#### Written exercise A:
In the forum thread about the river cane yelper, what wood were the plugs for the case made from?
#### Written exercise B:
From the forum thread about the river cane yelper, pull out the passage starting at "## Wildthings (Mar" and ending at "(Mar 23, 2017)".

--- Start of Text extract ---

# Alabama River Cane yelper with Bamboo Case



## greenleecustomcalls (Mar 22, 2017)

Not a lot of wood turning in this one, accept for the plugs for the case, Made from Pecan. The Yelper is made from Alabama River Cane with a bone bead lip stop and custom Lanyard The yelper is on its way to its not home in Wewahitchka, FL. Thanks for looking.
Jim

Reactions: Like 1 | Way Cool 3


----------



## rocky1 (Mar 22, 2017)

Wewahitchka... Ain't too many folks ever heard of that big town! Been there a bunch of times! Don't blink when you drive through!!

Reactions: Agree 1


----------



## greenleecustomcalls (Mar 22, 2017)

Yeah Rocky I had to look it up on Google maps, it sounded familiar, I use to work onn panama city beach many years ago, actually seems like another lifetime.


----------



## Wildthings (Mar 22, 2017)

Now that is really cool. Same design as a wingbone yelper?

Reactions: Thank You! 1


----------



## greenleecustomcalls (Mar 23, 2017)

Pretty much same design, The River Cane Yelper design is by far the oldest turkey call there is, older than the wing bone. 

I make wing bone calls as well, just not recently, I recently made some hybrids using the small wing bone of a turkey for the mouth piece and cane and bamboo for the 2nd and 3rd joints. I ran this call a few times it sounded great, even got a decent gobble out of it. The suction type call require a lot more practice to use, but with time you can get great turkey sounds from them. I was really happy when I learned how to make them gobble.

Reactions: Great Post 1


----------

--- End of Text extract ---
--- Start of Provided data ---

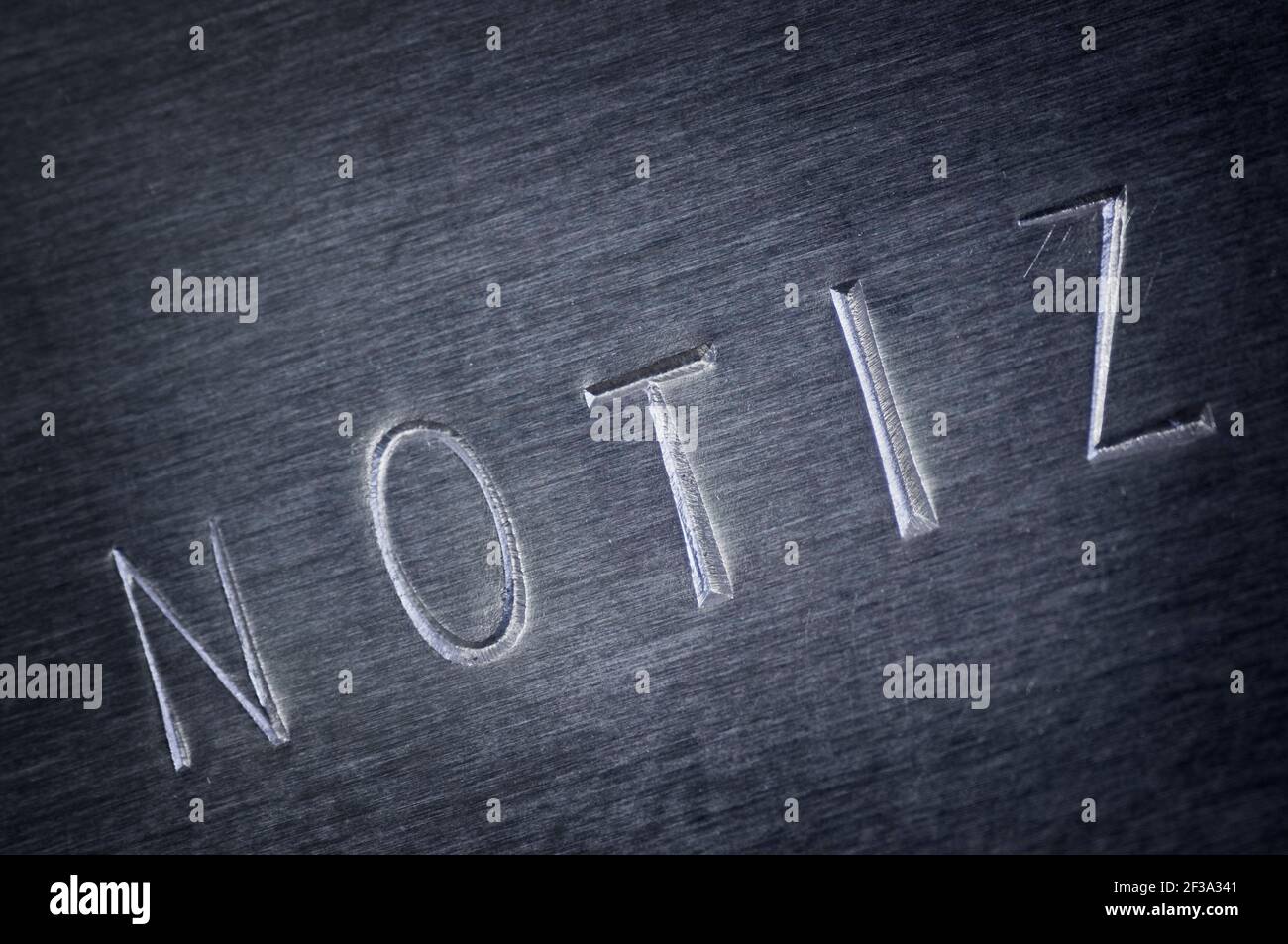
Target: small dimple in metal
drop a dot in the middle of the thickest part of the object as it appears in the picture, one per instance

--- End of Provided data ---

#### Full answer A:
Pecan.

#### Full answer B:
## Wildthings (Mar 22, 2017)

Now that is really cool. Same design as a wingbone yelper?

Reactions: Thank You! 1


----------



## greenleecustomcalls (Mar 23, 2017)